SOURCE TEXT:
★ ★ ★

LONDON—When Nigel Farage, Mr. Brexit, watched Donald Trump accept the Republican Party’s presidential nomination at the convention last year he had an extremely unlikely companion. His closest aide on the trip was an offshore investment expert who had boasted on the dark web about his ability to launder money illegally in and out of the United States.
The aide, George Cottrell, was busted at Chicago’s O’Hare airport on his way home to London on July 22, 2016. He would later plead guilty to participating in a scheme “to advertise money laundering services on a TOR network black-market website.”
With questions being raised about a dark money influence on Brexit—and the election of Donald Trump—all of this begs the question: who was this criminal operative chosen to accompany Farage at the RNC where he met with some of Trump’s best known boosters, including Newt Gingrich and Roger Stone?
It was reported earlier this year that Farage is a person of interest in the FBI’s Russia-Trump probe. He appeared alongside Trump at a rally in Mississippi in August 2016, and was one of the first foreign politicians to visit Trump Tower after the shock election victory.

★ ★ ★

DATA SUPPLIED:

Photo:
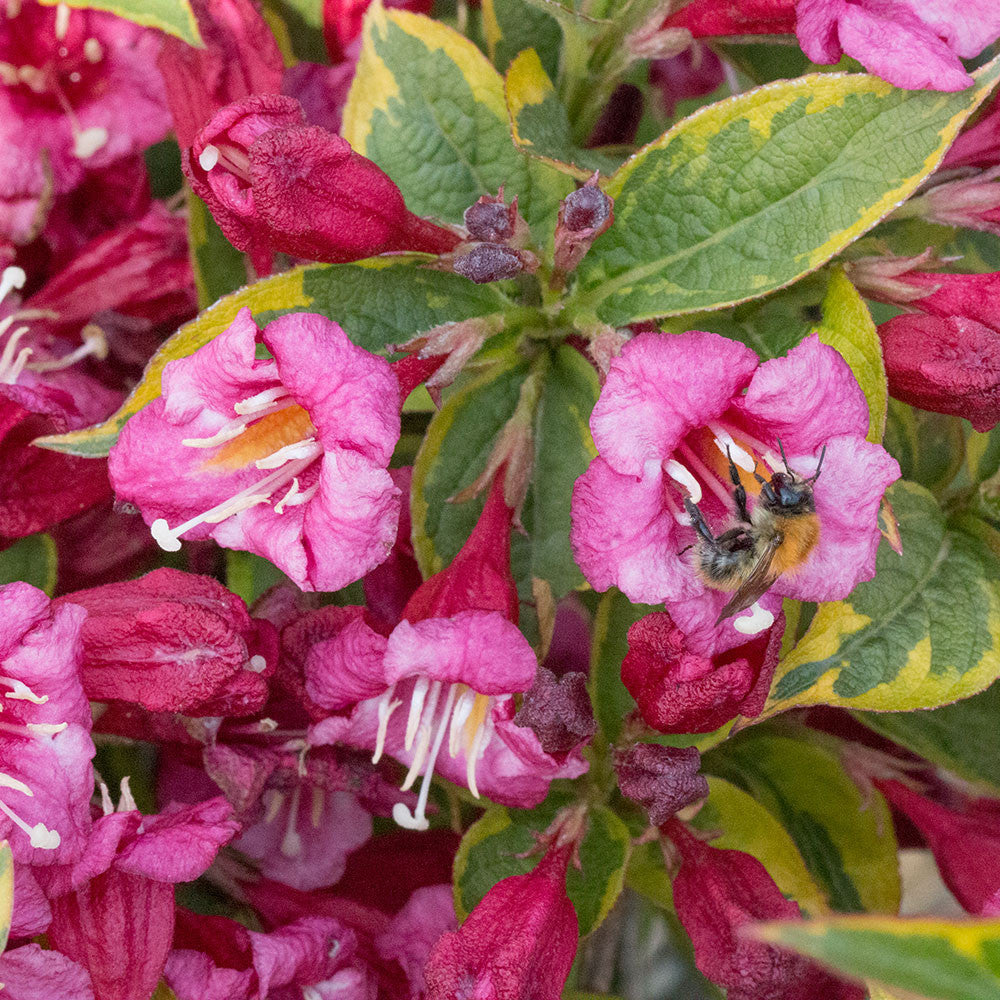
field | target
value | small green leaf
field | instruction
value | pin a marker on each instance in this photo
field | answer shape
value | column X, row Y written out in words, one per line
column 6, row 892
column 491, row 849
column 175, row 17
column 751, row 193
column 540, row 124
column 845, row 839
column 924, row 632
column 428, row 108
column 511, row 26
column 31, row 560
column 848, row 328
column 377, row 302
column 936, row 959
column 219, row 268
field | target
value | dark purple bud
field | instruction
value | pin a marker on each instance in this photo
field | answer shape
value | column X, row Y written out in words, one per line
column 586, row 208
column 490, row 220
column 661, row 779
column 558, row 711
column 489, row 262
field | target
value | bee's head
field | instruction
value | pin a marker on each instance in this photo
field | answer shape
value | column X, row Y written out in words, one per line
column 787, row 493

★ ★ ★

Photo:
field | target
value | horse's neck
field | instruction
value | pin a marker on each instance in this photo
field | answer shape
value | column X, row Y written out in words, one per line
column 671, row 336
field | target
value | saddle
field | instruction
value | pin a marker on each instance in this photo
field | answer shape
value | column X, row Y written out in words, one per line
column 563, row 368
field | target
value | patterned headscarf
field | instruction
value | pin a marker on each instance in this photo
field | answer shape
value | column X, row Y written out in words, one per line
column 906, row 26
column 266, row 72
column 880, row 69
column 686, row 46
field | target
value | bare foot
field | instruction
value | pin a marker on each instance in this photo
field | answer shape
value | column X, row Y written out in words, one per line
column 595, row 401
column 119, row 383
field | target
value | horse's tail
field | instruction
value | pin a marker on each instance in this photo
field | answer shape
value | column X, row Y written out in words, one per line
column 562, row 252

★ ★ ★

TO DO:
a. Pick out every line of the records above that contains the word "horse", copying each one in full.
b. Extend the article about Nigel Farage and his aide George Cottrell, starting after its last sentence.

RESPONSES TO THE TASKS:
a.
value | horse's neck
value | horse's tail

b.
As well as Cottrell’s advertised ability to transmit money across borders without detection, he was well versed in the world of offshore and cross-border banking. Despite having no political experience, this was the man—aged just 22 at the time—Farage chose to run his office at the height of the battle for Brexit. He was also the co-director of Brexit fundraising for UKIP.
Cottrell is young to have developed such knowledge of international finance, but then again he was first registered as the director of a business, Upsilon Investments six years ago while he was still a high school-aged kid —alongside an offshore director based in the British Virgin Islands—according to records lodged with Companies House in London.
Before entering his guilty plea, Cottrell changed his name to George Cotrel. He told the U.S. authorities this was intended to “distance his previous involvement in certain political activities.” It didn’t work.
Some of those who saw him running around for Farage while working at the pro-Brexit party thought of Cottrell as a “swashbuckler”—a player who remained popular in Farage’s clique not least because he was known to be extremely generous at the bar.
Others say he was a serious operator. “He was a very smart cookie, very clever chap. When I was campaigning with him, he was erudite and had all the attributes going for him,” said Nigel Sussman, the commercial director of the pro-Moscow group Westminster Russia Forum and a former UKIP candidate.
“He was very well connected,” Sussman told The Daily Beast.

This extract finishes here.